### Selection
[Start]

The piece was a sermon by the evangelical Christian Wesley Wildman, given at Boston University’s Marsh Chapel last summer. He says conservative evangelicals (aka creationists) “understand what is theologically at stake in evolution far better than their liberal counterparts who causally resolve the issue by declaring that God creates through evolution, without pausing to think what that means.” Creationists believe in a personal, benevolent, attentive, active God, and see that evolution puts an enormous strain on that idea of God.
Wildman uses C.S. Lewis’s Narnia Chronicles to illustrate what he means. In one of the stories, the children are present when the lion Aslan creates Narnia and its creatures. Aslan sings in a majestic voice, and the world awakens around him. Creatures struggle up out of the soil, personally called into being by Aslan. In the conservative evangelical mind, surely a personal, benevolent, attentive, and active God would have created the world in a way like this, in a way that “involved less trial and error, fewer false starts, fewer mindless species extinctions, fewer pointless cruelties, and less reliance on predation to sort out the fit from the unfit” than creation by evolution would have. They “instinctively grasp that their...God could not possibly have created the world as Darwin described it. Such a God would be morally unrecognizable to them, a kind of heartless gambler over the lives and well-being of Earth’s creatures.”

[End]

### Short exercise 1
Retype everything in the passage on the evolution sermon from "The piece was" down to "idea of God.".
### Short exercise 2
Answer these questions from the passage on the evolution sermon:
(a) Where was Wesley Wildman's sermon given?
(b) What kind of creature is Aslan in the Narnia story?
(c) What does Aslan do as the world awakens around him?
The records that follow have no connection to the passage on the evolution sermon.

### Material provided
[Start]

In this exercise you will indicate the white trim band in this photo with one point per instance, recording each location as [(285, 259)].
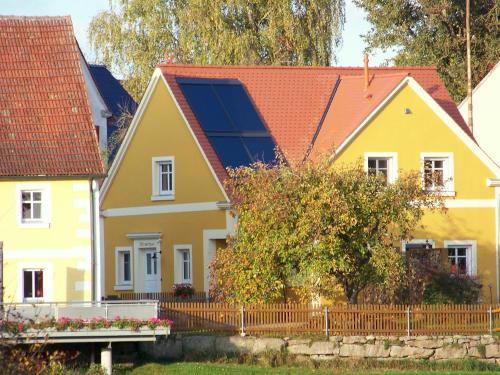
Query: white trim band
[(470, 203), (161, 209)]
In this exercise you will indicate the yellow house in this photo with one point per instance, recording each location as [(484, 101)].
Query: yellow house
[(164, 207), (49, 165)]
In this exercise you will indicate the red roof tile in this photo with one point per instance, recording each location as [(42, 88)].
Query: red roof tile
[(293, 100), (351, 105), (46, 126)]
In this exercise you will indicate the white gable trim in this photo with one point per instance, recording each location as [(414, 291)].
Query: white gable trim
[(192, 134), (128, 137), (157, 75), (365, 122), (439, 111)]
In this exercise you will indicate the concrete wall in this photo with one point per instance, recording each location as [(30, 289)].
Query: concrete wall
[(485, 117), (356, 347)]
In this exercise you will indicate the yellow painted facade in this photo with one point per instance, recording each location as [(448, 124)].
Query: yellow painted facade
[(472, 215), (188, 220), (60, 246)]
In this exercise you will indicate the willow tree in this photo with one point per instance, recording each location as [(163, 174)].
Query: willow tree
[(132, 36), (432, 32), (313, 228)]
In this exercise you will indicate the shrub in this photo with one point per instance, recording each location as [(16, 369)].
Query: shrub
[(183, 290), (451, 288)]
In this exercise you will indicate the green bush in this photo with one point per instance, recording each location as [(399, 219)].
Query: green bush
[(446, 288)]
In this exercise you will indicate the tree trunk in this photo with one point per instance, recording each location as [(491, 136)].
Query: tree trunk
[(353, 298)]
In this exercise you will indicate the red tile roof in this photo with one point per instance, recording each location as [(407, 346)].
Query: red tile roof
[(293, 100), (351, 105), (46, 126)]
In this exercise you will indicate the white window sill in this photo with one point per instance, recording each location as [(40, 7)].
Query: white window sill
[(443, 193), (123, 287), (169, 197), (33, 300), (184, 282), (34, 224)]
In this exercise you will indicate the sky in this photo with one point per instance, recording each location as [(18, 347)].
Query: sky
[(82, 12)]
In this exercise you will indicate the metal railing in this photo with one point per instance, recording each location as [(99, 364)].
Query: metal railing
[(139, 309)]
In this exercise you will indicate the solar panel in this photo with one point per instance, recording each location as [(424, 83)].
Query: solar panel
[(239, 108), (231, 151), (207, 108), (229, 119)]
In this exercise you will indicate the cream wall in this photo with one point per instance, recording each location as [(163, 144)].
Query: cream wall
[(485, 99), (409, 135), (193, 219), (62, 248)]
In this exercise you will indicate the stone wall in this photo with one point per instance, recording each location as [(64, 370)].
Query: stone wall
[(356, 347)]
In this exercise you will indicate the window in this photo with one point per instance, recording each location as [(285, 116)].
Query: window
[(163, 178), (183, 265), (186, 265), (457, 257), (438, 172), (384, 164), (462, 257), (32, 284), (123, 268), (31, 206)]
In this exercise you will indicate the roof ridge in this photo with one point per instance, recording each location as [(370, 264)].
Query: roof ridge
[(66, 18), (388, 75), (291, 67)]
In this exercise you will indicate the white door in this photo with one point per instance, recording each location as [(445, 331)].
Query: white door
[(151, 269)]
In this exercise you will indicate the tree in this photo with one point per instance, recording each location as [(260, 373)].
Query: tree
[(133, 35), (432, 32), (314, 227)]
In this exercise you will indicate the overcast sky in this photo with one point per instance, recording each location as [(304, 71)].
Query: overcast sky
[(82, 12)]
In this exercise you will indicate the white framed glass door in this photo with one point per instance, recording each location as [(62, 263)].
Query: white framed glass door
[(151, 269)]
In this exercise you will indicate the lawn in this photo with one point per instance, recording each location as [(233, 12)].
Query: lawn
[(199, 368)]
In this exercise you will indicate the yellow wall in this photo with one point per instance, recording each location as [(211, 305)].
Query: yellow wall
[(423, 131), (162, 132), (176, 229), (63, 248)]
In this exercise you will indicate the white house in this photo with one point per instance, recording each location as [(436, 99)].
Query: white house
[(485, 98)]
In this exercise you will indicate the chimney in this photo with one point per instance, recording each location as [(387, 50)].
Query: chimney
[(366, 71), (169, 58)]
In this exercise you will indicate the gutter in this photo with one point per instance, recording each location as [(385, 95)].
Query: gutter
[(95, 235), (493, 182)]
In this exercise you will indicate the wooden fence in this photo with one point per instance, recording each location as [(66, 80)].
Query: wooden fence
[(340, 320), (199, 315)]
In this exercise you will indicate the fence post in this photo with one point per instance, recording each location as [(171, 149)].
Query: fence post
[(490, 320), (242, 318), (408, 321), (327, 333)]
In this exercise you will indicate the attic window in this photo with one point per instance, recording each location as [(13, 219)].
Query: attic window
[(163, 178)]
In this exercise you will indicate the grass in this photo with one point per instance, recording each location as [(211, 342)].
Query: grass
[(368, 368)]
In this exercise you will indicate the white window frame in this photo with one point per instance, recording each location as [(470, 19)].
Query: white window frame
[(34, 298), (179, 263), (448, 171), (46, 211), (120, 283), (157, 193), (418, 241), (48, 275), (392, 163), (471, 253)]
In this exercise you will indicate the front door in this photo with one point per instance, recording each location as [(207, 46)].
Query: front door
[(151, 261)]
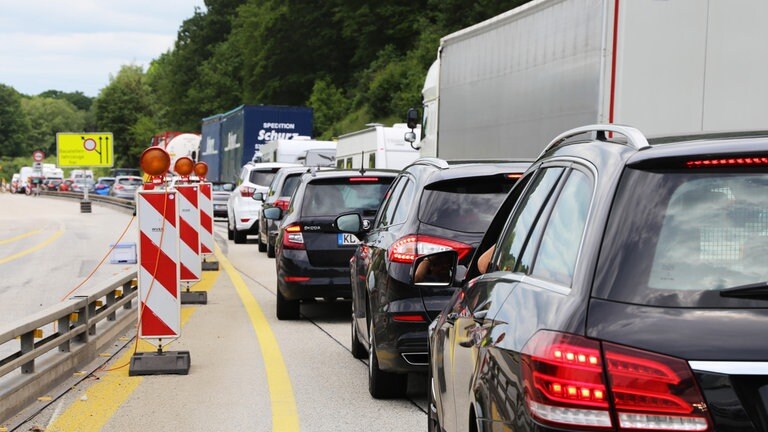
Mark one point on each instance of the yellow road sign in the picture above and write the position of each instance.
(75, 149)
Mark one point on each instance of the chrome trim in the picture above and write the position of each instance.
(731, 367)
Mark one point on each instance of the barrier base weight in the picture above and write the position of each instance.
(194, 297)
(165, 363)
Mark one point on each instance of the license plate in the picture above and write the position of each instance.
(345, 239)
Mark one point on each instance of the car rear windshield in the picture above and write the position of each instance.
(262, 177)
(330, 197)
(465, 204)
(677, 238)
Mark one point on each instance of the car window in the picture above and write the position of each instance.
(334, 196)
(465, 204)
(561, 240)
(404, 204)
(526, 215)
(390, 202)
(676, 238)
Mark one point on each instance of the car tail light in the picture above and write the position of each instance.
(282, 204)
(292, 237)
(408, 248)
(565, 385)
(247, 192)
(728, 162)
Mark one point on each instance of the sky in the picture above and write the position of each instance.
(75, 45)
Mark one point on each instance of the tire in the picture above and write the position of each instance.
(286, 309)
(262, 246)
(240, 236)
(383, 385)
(357, 348)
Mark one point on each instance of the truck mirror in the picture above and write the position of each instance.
(412, 118)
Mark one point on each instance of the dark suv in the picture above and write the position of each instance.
(278, 195)
(433, 205)
(312, 257)
(627, 290)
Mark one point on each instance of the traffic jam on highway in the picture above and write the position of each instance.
(589, 254)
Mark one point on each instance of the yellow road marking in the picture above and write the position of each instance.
(285, 417)
(115, 386)
(19, 237)
(35, 248)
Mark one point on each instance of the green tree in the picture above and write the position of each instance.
(13, 123)
(47, 117)
(119, 107)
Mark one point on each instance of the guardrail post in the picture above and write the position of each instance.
(82, 318)
(63, 328)
(28, 345)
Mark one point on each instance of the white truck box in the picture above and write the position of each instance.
(510, 84)
(289, 150)
(378, 147)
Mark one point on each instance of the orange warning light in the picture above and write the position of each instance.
(155, 161)
(201, 169)
(184, 166)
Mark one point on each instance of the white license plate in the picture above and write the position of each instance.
(345, 239)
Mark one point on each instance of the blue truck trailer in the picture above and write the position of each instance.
(230, 140)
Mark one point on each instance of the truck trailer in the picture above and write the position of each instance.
(506, 86)
(376, 147)
(230, 140)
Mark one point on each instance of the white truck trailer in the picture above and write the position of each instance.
(289, 150)
(376, 147)
(508, 85)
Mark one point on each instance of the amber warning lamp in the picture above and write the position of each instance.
(183, 167)
(155, 162)
(201, 170)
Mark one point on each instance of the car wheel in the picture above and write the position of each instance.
(382, 385)
(286, 309)
(357, 348)
(262, 246)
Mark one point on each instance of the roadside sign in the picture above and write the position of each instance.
(75, 149)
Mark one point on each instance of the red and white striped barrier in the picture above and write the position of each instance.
(206, 219)
(189, 237)
(160, 303)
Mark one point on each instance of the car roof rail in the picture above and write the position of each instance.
(635, 138)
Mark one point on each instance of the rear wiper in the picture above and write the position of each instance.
(757, 290)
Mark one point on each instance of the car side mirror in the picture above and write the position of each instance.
(273, 213)
(350, 223)
(435, 270)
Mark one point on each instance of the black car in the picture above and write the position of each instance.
(434, 205)
(312, 257)
(278, 195)
(627, 290)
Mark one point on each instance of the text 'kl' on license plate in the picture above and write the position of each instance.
(347, 239)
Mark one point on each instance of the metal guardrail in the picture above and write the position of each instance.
(81, 327)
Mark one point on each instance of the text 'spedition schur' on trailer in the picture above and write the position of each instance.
(244, 129)
(505, 86)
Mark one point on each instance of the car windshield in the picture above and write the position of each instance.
(466, 204)
(330, 197)
(262, 177)
(676, 239)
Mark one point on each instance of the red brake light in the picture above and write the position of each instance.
(247, 192)
(292, 237)
(727, 162)
(564, 386)
(282, 204)
(408, 248)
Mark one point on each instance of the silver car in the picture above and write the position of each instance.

[End]

### Complete response 1
The piece was a sermon by the evangelical Christian Wesley Wildman, given at Boston University’s Marsh Chapel last summer. He says conservative evangelicals (aka creationists) “understand what is theologically at stake in evolution far better than their liberal counterparts who causally resolve the issue by declaring that God creates through evolution, without pausing to think what that means.” Creationists believe in a personal, benevolent, attentive, active God, and see that evolution puts an enormous strain on that idea of God.

### Complete response 2
(a) At Boston University's Marsh Chapel.
(b) A lion.
(c) He sings in a majestic voice.